start Page excerpt
Cillian Buckley (born 14 July 1992) is an Irish hurler who plays for Kilkenny Senior Championship club Dicksboro and at inter-county level with the Kilkenny senior hurling team. He usually lines out as a left wing-back.

Playing career

St Kieran's College
During his schooling at St Kieran's College in Kilkenny, Buckley established himself as a key member of the senior hurling team. In 2010 he won his first Leinster medal following a 3-13 to 1-11 defeat of Dublin Colleges. On 3 April 2010 St Kieran's faced Ardscoil Rís in the All-Ireland decider. Buckley's side trailed by five points as the game entered the final quarter, however, St. Kieran's staged a magnificent comeback, hitting 1-5 without reply including a Michael Brennan goal in the 51st minute, to claim a 2-11 to 2-8 victory. It was Buckley's first All-Ireland medal.

Buckley added a second successive Leinster medal to his collection in 2011, as St Kieran's recorded a 3-7 to 0-7 victory over Castlecomer Community School. On 2 April 2011 St Kieran's renewed their rivalry with Ardscoil Rís in the All-Ireland final. A Thomas O'Hanrahan goal deep into stoppage time secured a 2-10 to 1-11 victory for St Kieran's and a second All-Ireland medal for Buckley.
end Page excerpt
start Extracted entries
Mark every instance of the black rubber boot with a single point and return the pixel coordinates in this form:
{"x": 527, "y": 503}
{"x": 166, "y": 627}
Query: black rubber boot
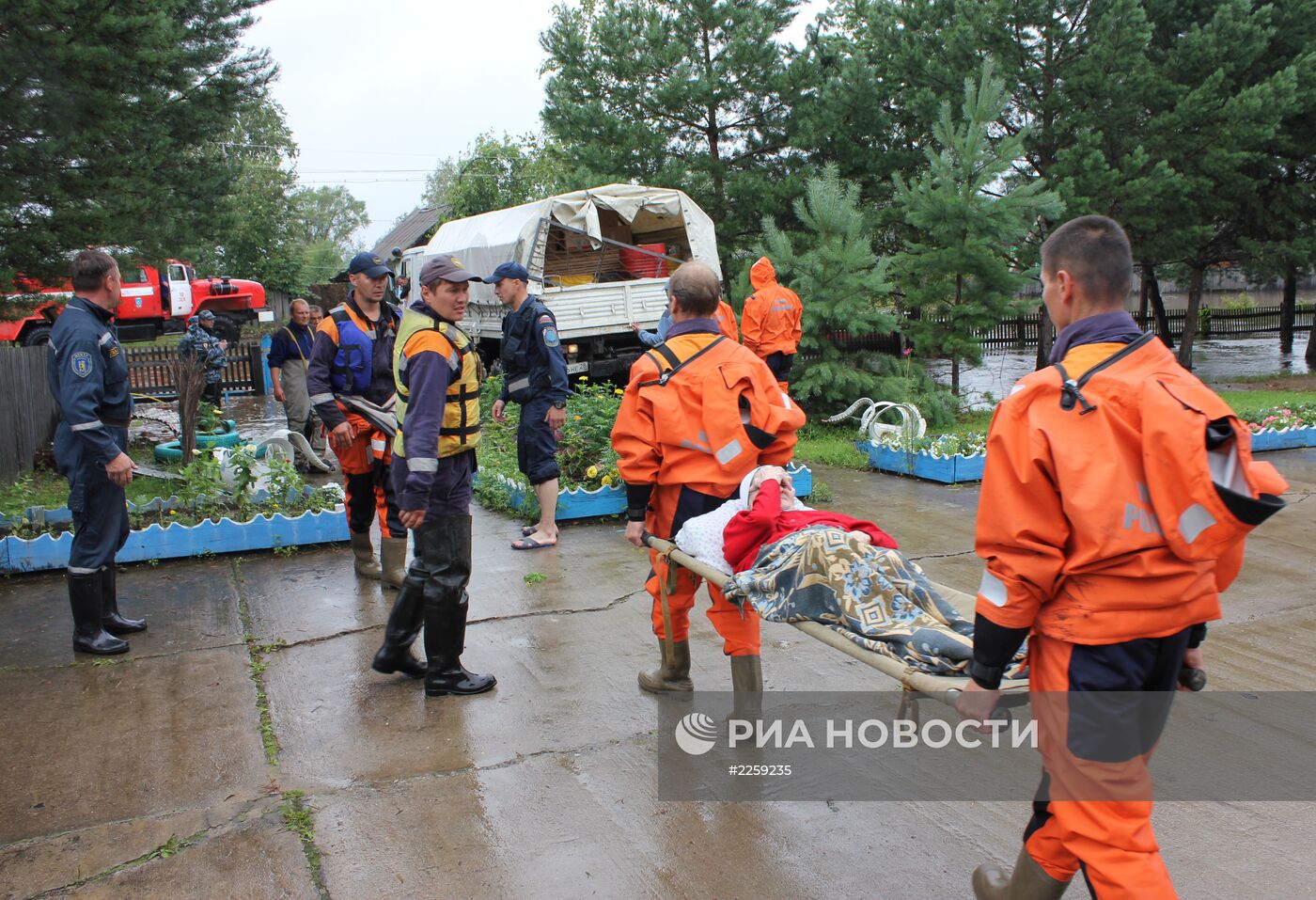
end Extracted entries
start Extracted entries
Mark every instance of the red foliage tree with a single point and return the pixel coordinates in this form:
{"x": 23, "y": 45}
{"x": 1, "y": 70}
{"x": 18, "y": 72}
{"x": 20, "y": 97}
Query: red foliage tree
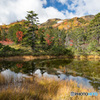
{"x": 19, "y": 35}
end Extracted entries
Return the passage from the Cillian Buckley text starting at "Buckley added a" and ending at "medal for Buckley.", copied word for word.

Finished exercise —
Buckley added a second successive Leinster medal to his collection in 2011, as St Kieran's recorded a 3-7 to 0-7 victory over Castlecomer Community School. On 2 April 2011 St Kieran's renewed their rivalry with Ardscoil Rís in the All-Ireland final. A Thomas O'Hanrahan goal deep into stoppage time secured a 2-10 to 1-11 victory for St Kieran's and a second All-Ireland medal for Buckley.